Copy every line of the records below where the word "building" occurs.

═══

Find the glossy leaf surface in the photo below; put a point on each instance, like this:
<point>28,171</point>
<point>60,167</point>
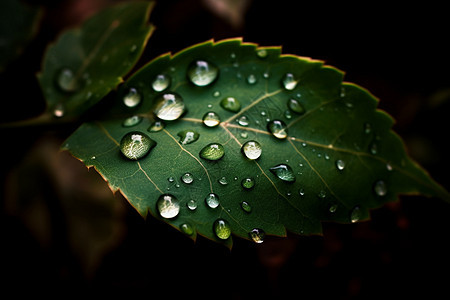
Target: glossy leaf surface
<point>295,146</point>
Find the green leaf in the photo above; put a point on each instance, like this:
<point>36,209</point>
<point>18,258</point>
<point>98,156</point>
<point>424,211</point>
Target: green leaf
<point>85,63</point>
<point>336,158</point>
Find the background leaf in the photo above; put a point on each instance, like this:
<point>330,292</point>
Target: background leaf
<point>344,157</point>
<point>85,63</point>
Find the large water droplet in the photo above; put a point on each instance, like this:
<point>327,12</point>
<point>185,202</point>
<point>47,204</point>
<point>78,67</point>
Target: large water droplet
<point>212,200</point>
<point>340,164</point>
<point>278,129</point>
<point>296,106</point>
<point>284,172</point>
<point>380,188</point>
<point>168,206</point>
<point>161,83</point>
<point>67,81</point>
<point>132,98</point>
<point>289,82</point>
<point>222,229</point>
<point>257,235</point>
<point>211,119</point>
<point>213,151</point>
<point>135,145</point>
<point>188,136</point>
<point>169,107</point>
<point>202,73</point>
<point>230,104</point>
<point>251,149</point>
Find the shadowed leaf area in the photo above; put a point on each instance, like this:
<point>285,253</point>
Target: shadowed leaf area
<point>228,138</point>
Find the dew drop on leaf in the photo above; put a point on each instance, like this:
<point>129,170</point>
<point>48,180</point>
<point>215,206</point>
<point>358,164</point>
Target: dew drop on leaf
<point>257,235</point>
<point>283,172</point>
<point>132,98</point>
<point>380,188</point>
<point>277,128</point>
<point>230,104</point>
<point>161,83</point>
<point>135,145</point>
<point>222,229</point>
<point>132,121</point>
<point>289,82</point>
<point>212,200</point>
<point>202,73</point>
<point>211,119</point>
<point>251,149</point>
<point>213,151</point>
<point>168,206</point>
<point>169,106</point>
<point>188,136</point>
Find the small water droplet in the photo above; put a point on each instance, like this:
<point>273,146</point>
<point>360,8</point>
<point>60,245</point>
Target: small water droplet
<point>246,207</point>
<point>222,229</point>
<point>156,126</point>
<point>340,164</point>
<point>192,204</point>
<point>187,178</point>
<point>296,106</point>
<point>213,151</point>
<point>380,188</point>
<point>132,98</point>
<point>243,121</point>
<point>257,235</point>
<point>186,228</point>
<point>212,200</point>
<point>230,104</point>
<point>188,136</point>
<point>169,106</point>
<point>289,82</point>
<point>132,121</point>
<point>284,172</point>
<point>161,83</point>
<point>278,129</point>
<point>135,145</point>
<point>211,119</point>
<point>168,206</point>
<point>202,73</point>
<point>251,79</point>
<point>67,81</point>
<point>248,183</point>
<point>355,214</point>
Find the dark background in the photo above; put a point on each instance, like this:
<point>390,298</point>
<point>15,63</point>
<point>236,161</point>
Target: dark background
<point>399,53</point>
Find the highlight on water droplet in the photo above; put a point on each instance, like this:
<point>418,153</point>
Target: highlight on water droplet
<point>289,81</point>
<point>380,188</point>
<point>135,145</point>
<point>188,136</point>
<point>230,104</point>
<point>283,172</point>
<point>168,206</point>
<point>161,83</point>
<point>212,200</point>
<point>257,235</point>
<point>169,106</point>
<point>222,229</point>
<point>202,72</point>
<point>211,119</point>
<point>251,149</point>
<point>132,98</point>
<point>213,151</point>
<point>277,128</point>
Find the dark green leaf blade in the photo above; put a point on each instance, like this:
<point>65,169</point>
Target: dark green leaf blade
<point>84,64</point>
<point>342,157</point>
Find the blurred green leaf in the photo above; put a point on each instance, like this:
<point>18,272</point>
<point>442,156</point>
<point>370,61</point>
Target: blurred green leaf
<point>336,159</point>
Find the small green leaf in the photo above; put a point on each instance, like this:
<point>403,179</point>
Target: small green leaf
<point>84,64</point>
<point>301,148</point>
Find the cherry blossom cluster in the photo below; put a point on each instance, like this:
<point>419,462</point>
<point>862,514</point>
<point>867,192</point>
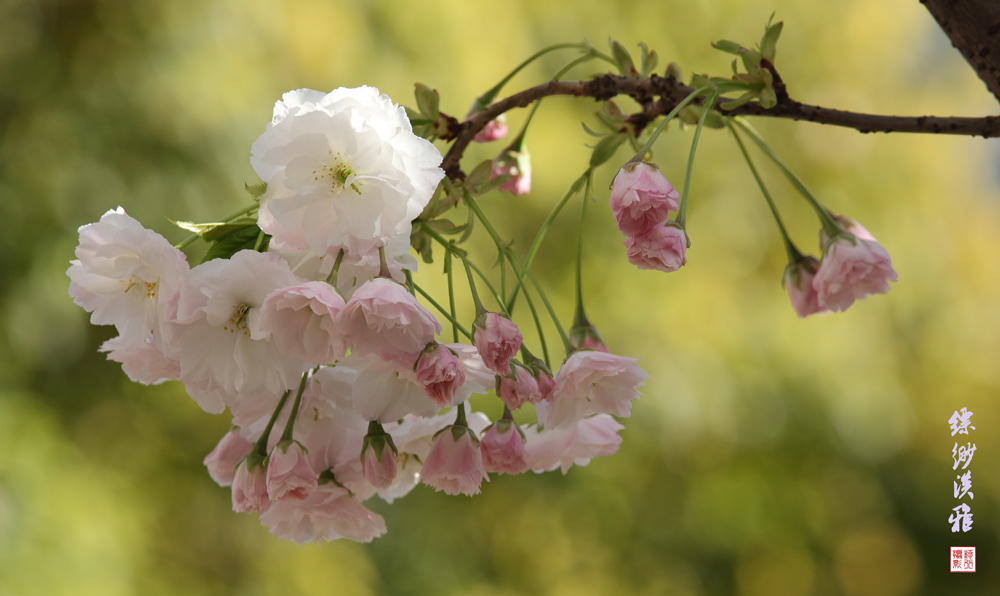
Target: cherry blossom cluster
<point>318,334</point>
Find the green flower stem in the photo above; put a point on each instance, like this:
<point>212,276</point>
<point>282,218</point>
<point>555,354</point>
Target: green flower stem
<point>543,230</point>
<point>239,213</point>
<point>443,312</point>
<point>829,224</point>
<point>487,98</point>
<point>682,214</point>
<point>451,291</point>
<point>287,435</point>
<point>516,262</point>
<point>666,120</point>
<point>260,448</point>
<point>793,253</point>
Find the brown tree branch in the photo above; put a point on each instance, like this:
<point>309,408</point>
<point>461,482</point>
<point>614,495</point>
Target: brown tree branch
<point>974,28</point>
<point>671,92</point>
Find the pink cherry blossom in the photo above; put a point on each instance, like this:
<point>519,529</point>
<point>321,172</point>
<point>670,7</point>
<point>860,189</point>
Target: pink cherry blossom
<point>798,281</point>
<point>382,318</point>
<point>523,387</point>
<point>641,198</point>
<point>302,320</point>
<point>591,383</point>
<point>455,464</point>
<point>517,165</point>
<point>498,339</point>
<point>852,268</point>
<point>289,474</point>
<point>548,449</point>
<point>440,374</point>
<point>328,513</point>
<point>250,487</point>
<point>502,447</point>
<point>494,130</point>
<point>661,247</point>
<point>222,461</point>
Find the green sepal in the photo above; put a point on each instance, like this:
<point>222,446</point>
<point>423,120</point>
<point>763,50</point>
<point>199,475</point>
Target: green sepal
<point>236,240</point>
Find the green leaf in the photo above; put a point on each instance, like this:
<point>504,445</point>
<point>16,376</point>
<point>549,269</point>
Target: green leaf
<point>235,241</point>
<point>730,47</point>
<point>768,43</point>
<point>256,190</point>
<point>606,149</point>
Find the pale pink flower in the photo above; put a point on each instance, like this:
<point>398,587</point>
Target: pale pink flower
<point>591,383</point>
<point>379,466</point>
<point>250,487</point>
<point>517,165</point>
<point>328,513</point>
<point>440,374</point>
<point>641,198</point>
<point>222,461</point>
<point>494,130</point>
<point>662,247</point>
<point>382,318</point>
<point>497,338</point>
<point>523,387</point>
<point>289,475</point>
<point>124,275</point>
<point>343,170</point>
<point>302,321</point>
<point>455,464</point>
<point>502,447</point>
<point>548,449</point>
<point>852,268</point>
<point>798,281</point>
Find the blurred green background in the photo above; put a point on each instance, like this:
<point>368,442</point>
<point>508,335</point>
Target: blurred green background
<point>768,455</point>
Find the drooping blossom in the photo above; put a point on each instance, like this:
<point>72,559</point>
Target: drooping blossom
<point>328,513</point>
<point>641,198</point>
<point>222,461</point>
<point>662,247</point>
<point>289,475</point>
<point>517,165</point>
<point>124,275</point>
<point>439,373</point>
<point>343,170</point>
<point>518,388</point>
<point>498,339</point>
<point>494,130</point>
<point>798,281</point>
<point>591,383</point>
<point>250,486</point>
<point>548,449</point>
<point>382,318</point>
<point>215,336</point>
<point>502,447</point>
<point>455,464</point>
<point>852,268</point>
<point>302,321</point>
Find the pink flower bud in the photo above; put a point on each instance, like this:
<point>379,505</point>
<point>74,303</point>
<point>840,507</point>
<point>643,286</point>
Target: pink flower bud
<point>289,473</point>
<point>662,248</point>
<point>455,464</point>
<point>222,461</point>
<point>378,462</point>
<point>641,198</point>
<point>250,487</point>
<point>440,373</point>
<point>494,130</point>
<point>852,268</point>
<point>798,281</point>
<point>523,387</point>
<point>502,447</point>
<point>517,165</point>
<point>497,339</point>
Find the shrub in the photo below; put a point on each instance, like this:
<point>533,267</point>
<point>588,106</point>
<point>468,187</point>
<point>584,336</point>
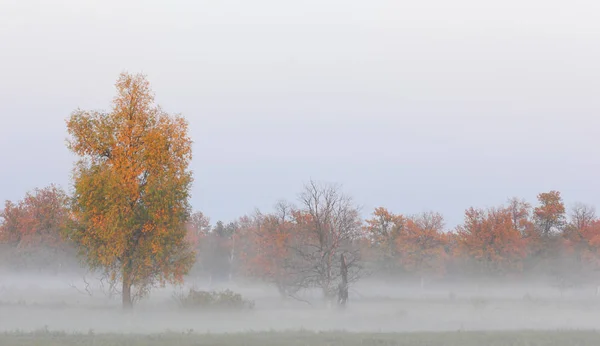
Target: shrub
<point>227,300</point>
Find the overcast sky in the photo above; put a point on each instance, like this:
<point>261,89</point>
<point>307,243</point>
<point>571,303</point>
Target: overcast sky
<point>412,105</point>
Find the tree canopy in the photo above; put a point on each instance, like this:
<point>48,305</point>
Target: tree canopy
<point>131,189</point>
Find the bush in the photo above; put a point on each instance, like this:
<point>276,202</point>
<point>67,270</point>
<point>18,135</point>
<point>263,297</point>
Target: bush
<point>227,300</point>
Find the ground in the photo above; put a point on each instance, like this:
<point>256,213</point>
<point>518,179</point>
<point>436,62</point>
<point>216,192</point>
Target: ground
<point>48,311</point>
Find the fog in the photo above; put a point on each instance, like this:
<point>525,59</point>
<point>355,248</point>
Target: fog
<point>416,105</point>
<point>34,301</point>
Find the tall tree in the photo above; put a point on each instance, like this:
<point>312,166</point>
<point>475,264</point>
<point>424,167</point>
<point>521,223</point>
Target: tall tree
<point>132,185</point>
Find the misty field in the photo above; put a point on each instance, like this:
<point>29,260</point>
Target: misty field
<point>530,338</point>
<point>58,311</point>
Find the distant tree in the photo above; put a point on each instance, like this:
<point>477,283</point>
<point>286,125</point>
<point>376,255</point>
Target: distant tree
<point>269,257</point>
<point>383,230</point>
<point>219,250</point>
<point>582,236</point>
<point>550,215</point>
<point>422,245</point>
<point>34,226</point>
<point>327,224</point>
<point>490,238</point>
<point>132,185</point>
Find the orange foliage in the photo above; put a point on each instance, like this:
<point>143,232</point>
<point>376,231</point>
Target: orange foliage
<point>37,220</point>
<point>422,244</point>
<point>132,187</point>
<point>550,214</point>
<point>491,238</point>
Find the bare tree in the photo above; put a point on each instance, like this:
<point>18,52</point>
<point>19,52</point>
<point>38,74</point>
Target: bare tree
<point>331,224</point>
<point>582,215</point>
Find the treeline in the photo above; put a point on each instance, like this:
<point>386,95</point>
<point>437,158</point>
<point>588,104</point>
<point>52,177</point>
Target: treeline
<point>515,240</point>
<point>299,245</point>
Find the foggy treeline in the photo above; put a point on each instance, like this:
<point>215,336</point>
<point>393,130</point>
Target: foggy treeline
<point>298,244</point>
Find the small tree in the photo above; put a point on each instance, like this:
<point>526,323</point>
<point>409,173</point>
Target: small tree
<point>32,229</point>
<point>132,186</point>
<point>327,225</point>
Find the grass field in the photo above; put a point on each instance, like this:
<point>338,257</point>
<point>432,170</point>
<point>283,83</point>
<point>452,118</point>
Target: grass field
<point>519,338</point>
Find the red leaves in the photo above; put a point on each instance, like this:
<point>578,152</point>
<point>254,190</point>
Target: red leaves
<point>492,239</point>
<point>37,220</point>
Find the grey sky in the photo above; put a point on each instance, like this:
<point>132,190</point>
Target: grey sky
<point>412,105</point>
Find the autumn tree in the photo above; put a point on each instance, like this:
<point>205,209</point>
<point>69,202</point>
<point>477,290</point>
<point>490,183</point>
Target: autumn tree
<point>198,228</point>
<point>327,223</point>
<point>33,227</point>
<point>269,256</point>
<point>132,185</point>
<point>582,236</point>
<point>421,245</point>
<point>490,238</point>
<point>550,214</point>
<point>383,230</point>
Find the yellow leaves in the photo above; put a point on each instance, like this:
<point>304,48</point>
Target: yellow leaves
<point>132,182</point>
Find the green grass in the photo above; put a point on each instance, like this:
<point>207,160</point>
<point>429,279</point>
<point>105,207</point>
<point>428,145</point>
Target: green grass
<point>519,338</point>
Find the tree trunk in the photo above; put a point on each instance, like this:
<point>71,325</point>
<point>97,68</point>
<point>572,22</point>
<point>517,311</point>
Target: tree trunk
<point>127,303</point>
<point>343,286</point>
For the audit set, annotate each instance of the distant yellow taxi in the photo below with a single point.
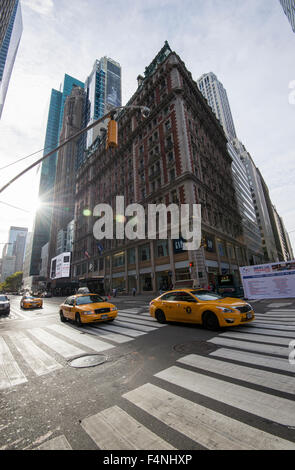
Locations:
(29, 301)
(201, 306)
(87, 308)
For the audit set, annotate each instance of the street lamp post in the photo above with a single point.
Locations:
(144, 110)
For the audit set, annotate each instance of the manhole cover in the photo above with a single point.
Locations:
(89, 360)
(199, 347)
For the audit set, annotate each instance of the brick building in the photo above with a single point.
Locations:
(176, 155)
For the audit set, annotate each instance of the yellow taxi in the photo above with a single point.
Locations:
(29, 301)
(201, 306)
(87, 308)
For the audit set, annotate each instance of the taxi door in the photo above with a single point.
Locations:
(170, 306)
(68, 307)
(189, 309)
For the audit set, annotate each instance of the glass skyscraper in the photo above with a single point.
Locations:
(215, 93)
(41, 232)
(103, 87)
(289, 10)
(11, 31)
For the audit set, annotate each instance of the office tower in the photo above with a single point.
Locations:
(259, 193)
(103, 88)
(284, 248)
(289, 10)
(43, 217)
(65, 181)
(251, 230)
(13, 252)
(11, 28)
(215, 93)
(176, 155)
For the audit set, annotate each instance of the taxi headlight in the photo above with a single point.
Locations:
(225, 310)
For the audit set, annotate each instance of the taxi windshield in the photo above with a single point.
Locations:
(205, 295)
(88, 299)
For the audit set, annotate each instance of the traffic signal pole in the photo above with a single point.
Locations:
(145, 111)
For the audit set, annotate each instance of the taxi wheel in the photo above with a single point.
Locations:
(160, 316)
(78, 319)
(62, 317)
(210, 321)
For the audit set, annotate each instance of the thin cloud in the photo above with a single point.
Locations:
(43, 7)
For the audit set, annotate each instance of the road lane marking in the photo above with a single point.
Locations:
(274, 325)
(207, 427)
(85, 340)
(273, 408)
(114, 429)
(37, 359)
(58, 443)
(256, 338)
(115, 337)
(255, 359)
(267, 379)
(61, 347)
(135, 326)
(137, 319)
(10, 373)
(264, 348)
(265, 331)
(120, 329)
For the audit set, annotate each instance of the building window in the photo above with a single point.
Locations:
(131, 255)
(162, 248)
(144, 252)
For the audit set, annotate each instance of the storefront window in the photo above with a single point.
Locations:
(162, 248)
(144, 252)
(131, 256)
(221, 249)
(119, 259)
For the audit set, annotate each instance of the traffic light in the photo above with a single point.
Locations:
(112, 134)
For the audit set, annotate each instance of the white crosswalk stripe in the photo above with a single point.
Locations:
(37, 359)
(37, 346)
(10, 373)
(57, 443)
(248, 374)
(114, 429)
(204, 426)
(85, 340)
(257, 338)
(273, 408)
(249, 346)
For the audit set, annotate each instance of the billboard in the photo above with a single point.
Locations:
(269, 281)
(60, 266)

═══

Your response:
For the audit set, annotate each instance of the brick building in the photo above with a single point.
For the audit set, annotate each instance of the building window in the photo above with a single point.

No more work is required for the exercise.